## КОРОТКОЕ ЗАДАНИЕ A
Какие университеты Глинский, согласно отрывку о российских университетах, называет «прототипами» для российских?
## КОРОТКОЕ ЗАДАНИЕ B
Какие признаки «классического» университета в Германии входят в определение Глинского, приведенное в отрывке о российских университетах? Перечислите их все.
## КОРОТКОЕ ЗАДАНИЕ C
Продолжите отрывок о российских университетах одним-двумя абзацами, начав сразу после его последнего предложения.

## ИЗБРАННЫЙ ОТРЫВОК

>>>

Российские университеты XVIII – первой половины XIX века в контексте университетской истории Европы - [5]
Выделим здесь работу Б. Б. Глинского, которая посвящена истории университетских Уставов. Интересна общая посылка автора, в целом не характерная для либеральной историографии: он сразу же называет немецкие университеты «прототипами» для российских, а затем ставит вопрос, «как трансформировался образ германского университета на русской почве, в какой тип вылился он и каковы были главнейшие моменты его перерождения»[14]. Надо сказать, что Глинский одним из первых в отечественной историографии представил (с опорой на немецких авторов) совершенно верное определение «классического» университета в Германии как такого, который дает «чисто научное» образование, где «первое место занимает не подготовка к практической деятельности, но научное исследование и занятие наукой», и который основывается на «безграничной» свободе обучения и преподавания. «Главная цель научного преподавания заключена в том, чтобы учащийся приучался научно думать, т. е. понимать, проверять научные исследования и самостоятельно вести их и затем также разрешать практические задачи на основании научных данных»[15].
Однако заблуждением Глинского являлась абсолютизация, перенесение этого типа немецких университетов из конкретных рамок XIX в. на всю их историю. Поэтому в дальнейшем в статье он исследовал не влияние на Россию немецких университетов в конкретные исторические моменты (с конкретными, но разными между собой идейными программами), а общее отражение указанного типа в российских университетских Уставах. Это облегчило быстрый переход Глинского в последующем тексте к стереотипам либеральной историографии. Уже «Проект об учреждении Московского университета» 1755 г. был, по его мнению, «исключительно копией германских университетов» (каких?), дарующей «широкую автономию» (так ли?), а Устав 1804 г. был еще «прогрессивнее», поскольку автономия в нем «была незыблема». В николаевское же время «лишенный в значительной мере своей прежней автономии и несколько заслоненный властью попечителя, уваровский русский университет значительно отошел от своего германского первообраза», хотя «в достаточной степени удовлетворил запросы отечественной жизни»[16]. Тем самым, за меру соответствия тому «германскому первообразу», который Глинский описал в первой части статьи, было положено присутствие в Уставах широких корпоративных прав, что являлось серьезной ошибкой. Глинский не разобрался в том, что восходящая к средневековью «корпоративная автономия» как система прав и привилегий, внешних по отношению к науке, вовсе не тождественна утвердившейся в «классическом» немецком университете «автономии науки», гарантирующей поступательное развитие там научных исследований, и что последняя существовала в немецких университетах XIX в. при весьма ограниченных правах внутреннего самоуправления, т. е. фактически без всякой «корпоративной автономии».
В итоге то, что Глинский хотел показать как «искажение германского первообраза в России», свелось в его статье к простым оценкам последовательности университетских Уставов как более или менее либеральных. А в вышедшей почти одновременно с работой Глинского статье В. Е. Якушкина эта либеральная концепция развития университетского образования в России получила свое наиболее законченное и четкое оформление, именно в таком виде повлияв на становление советской историографии по истории университетов и сохраняя свое влияние до наших дней.

<<<

(Исходные данные)
>>>

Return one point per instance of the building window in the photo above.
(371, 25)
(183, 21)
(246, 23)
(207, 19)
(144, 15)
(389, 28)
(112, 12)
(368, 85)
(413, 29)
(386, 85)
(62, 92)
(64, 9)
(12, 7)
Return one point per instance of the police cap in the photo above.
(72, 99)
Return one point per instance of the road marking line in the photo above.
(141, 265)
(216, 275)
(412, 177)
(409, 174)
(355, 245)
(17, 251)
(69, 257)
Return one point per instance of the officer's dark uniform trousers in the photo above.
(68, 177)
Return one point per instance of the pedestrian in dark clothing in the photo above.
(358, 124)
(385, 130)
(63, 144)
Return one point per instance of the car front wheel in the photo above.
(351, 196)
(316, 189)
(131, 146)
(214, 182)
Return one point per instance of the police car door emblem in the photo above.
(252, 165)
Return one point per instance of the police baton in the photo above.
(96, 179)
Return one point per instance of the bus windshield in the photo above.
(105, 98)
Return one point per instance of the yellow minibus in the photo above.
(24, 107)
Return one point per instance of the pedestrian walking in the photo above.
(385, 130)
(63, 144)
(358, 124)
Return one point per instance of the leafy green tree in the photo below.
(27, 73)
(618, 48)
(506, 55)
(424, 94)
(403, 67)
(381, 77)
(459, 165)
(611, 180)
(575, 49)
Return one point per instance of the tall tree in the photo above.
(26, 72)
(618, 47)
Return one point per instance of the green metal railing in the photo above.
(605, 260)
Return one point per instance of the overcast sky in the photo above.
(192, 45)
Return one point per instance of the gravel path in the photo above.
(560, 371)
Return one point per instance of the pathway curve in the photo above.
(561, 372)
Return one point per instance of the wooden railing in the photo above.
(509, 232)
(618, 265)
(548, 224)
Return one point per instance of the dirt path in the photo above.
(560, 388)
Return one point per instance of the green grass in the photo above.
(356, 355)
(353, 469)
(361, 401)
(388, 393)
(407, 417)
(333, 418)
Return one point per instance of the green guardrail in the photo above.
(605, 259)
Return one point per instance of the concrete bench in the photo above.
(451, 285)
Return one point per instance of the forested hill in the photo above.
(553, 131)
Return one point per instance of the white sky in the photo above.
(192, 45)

<<<

## ВЕРНЫЙ ОТВЕТ A
Немецкие университеты.

## ВЕРНЫЙ ОТВЕТ B
- Дает «чисто научное» образование.
- Первое место в нем занимает не подготовка к практической деятельности, а научное исследование и занятие наукой.
- Основывается на «безграничной» свободе обучения и преподавания.

## ВЕРНЫЙ ОТВЕТ C
В основе концепции Якушкина лежат два простых тезиса. Во-первых, история русских университетов есть часть русской истории, их развитие вытекает из общего хода развития общественной жизни и, наоборот, сами русские университеты оказывают активное влияние на общественную жизнь в России. Во-вторых, поскольку в общественной жизни чередуются периоды свободы и несвободы, то и история российских университетов должна рассматриваться «исходя из последовательных смен прогресса и реакции».[17] Проще всего эти смены увязать с принятием тех или иных университетских Уставов, откуда и появляется четкая волнообразная схема, поделившая все эти Уставы в XIX в. на «хорошие» (1804, 1863) и «плохие» (1835, 1884). Правда, Якушкин указывает на возможность чередования периодов и между Уставами: так, в царствование Александра I его первые годы «прогрессивной» университетской политики сменяются после 1817 г. «реакционной» политикой, и точно так же в первые годы царствования Николая I, по мнению автора, университеты имели «в некотором смысле прогрессивное развитие», сменившееся потом на противоположное. Основным же критерием «прогрессивности» или «реакционности» того или иного периода служит, согласно автору, мера «академического самоуправления», которая предоставлена университетам.
Достоинствами концепции Якушкина были простота, ясность, легкость ее применения в учебном процессе и значительная доля социального оптимизма, поскольку, по мнению автора, «мрачный» период истории, который переживали современные ему университеты, неизбежно должен смениться новым расцветом. Однако недостатки концепции (вытекавшие из той же простоты и ясности) не преодолены в отечественной историографии до сих пор. С точки зрения обсуждаемых в настоящей книге проблем, главным недостатком служило то, что, жестко привязав развитие университетов к общественной жизни России, Якушкин полностью исключил его из хода истории европейских университетов. Во всей его статье о связи российских и немецких (или каких-либо иных) университетов не упоминается ни разу. Это приучает смотреть на историю российских университетов как на «изолированную», «самодостаточную». Университеты в России возникли из потребностей общественной жизни, полагал Якушкин, и в соответствии с ее ходом продолжали развиваться. Так ли уж важно, в таком случае, что сам по себе университет был порождением европейской науки? Так ли уж существенны контакты, которые российские университеты имели с заграницей, по сравнению с влиянием на них событий русской истории? Вслед за Якушкиным многие историки легко давали себе отрицательный ответ на эти вопросы, и это сказывалось на их работах.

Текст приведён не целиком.